▶ [RECORDED DATA]
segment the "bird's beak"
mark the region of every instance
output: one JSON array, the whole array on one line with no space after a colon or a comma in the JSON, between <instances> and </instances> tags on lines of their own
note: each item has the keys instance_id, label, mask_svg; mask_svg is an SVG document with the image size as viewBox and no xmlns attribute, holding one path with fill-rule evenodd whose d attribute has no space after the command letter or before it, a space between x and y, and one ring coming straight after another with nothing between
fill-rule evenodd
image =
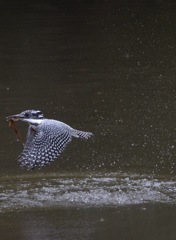
<instances>
[{"instance_id":1,"label":"bird's beak","mask_svg":"<svg viewBox=\"0 0 176 240\"><path fill-rule=\"evenodd\" d=\"M15 114L15 115L11 115L11 116L6 117L6 120L7 121L9 121L9 120L18 121L18 120L21 120L23 118L24 118L24 116L22 114Z\"/></svg>"}]
</instances>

▶ [YOUR GOAL]
Reproduce the listing above with "every instance" replaced by "each instance" and everything else unchanged, and omit the pictures.

▶ [SOLUTION TO THIS PROBLEM]
segment the "bird's beak"
mark the region of each instance
output: one JSON array, the whole array on one line with no space after a colon or a comma in the JSON, between <instances> and </instances> tags on lines of their own
note: each item has the keys instance_id, label, mask_svg; mask_svg is an SVG document with the image size as viewBox and no xmlns attribute, holding one path with fill-rule evenodd whose d attribute has no space after the command letter or before it, a space between x and y, and one ring coming straight after another with nothing between
fill-rule evenodd
image =
<instances>
[{"instance_id":1,"label":"bird's beak","mask_svg":"<svg viewBox=\"0 0 176 240\"><path fill-rule=\"evenodd\" d=\"M15 114L15 115L11 115L11 116L6 117L6 120L7 121L9 121L9 120L18 121L18 120L21 120L23 118L24 118L24 116L22 114Z\"/></svg>"}]
</instances>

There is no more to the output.